* **Requirements**
Below are records to repeat exactly. Omit the pictures from the copy.

======== Material for this exercise ========

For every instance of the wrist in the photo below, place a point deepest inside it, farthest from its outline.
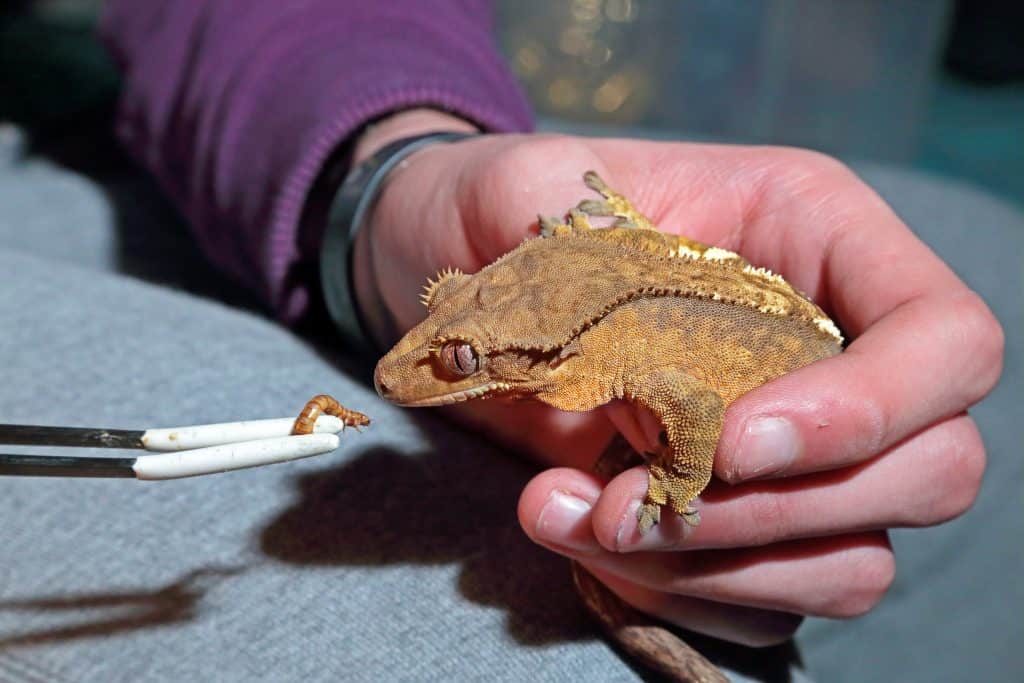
(366, 284)
(407, 124)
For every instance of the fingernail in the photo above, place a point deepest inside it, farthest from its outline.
(767, 446)
(564, 520)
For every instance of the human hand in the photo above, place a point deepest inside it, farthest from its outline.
(821, 461)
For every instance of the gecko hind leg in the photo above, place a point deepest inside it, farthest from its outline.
(613, 205)
(691, 414)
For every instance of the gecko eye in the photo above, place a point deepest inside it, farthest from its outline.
(460, 358)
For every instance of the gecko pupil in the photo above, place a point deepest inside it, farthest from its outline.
(460, 358)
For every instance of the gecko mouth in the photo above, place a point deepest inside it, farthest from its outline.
(457, 396)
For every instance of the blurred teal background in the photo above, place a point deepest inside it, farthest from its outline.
(931, 84)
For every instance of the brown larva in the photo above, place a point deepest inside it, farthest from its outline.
(323, 403)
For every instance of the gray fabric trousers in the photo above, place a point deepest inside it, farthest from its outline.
(398, 557)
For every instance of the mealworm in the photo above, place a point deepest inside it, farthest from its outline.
(323, 403)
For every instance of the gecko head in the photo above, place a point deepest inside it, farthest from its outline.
(450, 356)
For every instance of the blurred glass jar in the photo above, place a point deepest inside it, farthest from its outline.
(847, 77)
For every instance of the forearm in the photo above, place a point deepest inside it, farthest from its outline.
(236, 108)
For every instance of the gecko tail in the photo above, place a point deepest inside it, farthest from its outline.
(641, 637)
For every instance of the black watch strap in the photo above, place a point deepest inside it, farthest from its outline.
(348, 211)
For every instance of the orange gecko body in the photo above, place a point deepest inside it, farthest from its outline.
(325, 404)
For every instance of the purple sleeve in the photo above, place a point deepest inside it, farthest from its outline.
(236, 105)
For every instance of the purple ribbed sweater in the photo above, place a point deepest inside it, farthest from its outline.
(236, 105)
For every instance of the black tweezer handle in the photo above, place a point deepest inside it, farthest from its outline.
(80, 436)
(61, 466)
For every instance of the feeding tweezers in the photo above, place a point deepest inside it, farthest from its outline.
(183, 451)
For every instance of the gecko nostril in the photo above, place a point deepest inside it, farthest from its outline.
(381, 387)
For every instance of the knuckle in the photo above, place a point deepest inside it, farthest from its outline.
(983, 340)
(769, 519)
(869, 577)
(961, 465)
(813, 164)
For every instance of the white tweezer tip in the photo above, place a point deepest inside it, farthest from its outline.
(200, 436)
(232, 456)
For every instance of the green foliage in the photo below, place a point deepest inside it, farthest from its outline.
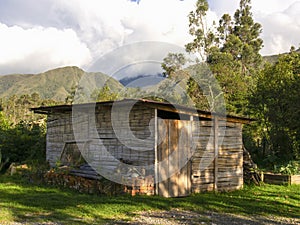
(172, 63)
(19, 203)
(275, 103)
(104, 94)
(56, 84)
(23, 143)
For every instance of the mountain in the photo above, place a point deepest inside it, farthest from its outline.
(54, 84)
(142, 80)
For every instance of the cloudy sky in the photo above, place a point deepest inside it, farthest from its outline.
(37, 35)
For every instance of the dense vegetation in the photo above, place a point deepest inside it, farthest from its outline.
(267, 90)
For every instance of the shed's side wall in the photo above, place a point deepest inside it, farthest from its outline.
(59, 131)
(116, 143)
(102, 142)
(229, 163)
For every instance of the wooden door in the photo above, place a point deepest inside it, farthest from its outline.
(173, 157)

========

* **Problem solution**
For every instance of the wrist in the photo below, place a point deepest inside it, farthest from its outline.
(366, 284)
(407, 124)
For every instance of the fingernail in the photo above, place a point deepest inside it, farthest from its outline.
(767, 446)
(564, 520)
For every instance of the human hand in the photo above, place a point deepest inside it, farthest from its outline.
(821, 461)
For every instance of the gecko hind leg in the photo above, place a point deepest inside it, farthest from its outline.
(613, 205)
(691, 414)
For every instance of the gecko eye in the photo above, place a point deepest inside it, farthest from its outline.
(460, 358)
For every instance of the gecko pupil in the photo above, place a point deepest inside it, farthest from its outline.
(460, 358)
For every instance of the gecko mouth in the photo above, place a point deepest inside it, farthest from its outline.
(457, 396)
For every instance of the blurred teal background in the photo above, place a point deepest inside it, farthest from its outline.
(931, 84)
For every instance of the brown larva in the photo above, place a point deepest inside it, farthest from its outline.
(323, 403)
For every instance of the gray fabric trousers in the photo above, place a point deepest inside it, farthest from its outline.
(398, 557)
For every instance of the mealworm in the photo above, place a point deepest inside it, farthest from its outline.
(323, 403)
For every instance of the gecko head in the photo above, place a point deepest inside it, farthest from its outline.
(450, 356)
For every instance of the blurred glass jar in the photo above, place a point deepest inside it, farthest from its outline.
(847, 77)
For every instance of the forearm in the photo above, place a point deepest inside it, farthest from its outline.
(236, 108)
For every instance of the gecko tail in the photo above, place a point deepest inside it, farthest from its outline.
(641, 637)
For every instance of the black watch strap in the photo above, place a point deepest inside it, farthest from its outline.
(348, 211)
For every instance of the orange gecko body in the photo above, place a point deepest inside it, farthest from its outline.
(325, 404)
For every instance of the purple sleeve in the photo above, place a point deepest inside it, farthest from its outline.
(236, 105)
For every instance of the purple ribbed sweater in the photo above, place a point deepest inside it, farthest from its outline.
(236, 105)
For every instance of the black tweezer handle in the photo above, place a point deepest inside it, farthest from its outline.
(80, 436)
(61, 466)
For every instance of the feeding tweezers in the photo above, place a point deepest inside it, farthest from its outline.
(183, 451)
For every instance of the gecko nostril in the photo above, place a point deepest inside it, farthest from its outline.
(381, 387)
For every instance of the knuckle in the photo above, place a point deepest inside it, farthest from its outline.
(983, 340)
(769, 519)
(869, 577)
(961, 465)
(813, 164)
For every instance of the white tweezer tip in the photo above, place a point deepest inside it, farthest from its outline.
(200, 436)
(232, 456)
For every instance of the green foliage in the photo below, place a point deepest inside it, farthest from its outline.
(172, 63)
(19, 203)
(275, 103)
(104, 94)
(56, 84)
(23, 143)
For every instance of the mountain in the photo above, place a point deepest inside it, farthest from its outline.
(54, 84)
(142, 80)
For every instance of the cloudy sky in the photo above, place a point deepest inside it, farthest from its outline.
(37, 35)
For every instance of the dense vegetation in the photo above, place a point deepest inside it, farthest from its outline.
(267, 90)
For every instance of the shed's side wall in the photo above, place a point deepest inside it, farthest from its outline.
(59, 131)
(116, 143)
(102, 142)
(229, 163)
For every instance of the wooden door in the photo above, place a point deepest inside it, farthest from its outline.
(173, 157)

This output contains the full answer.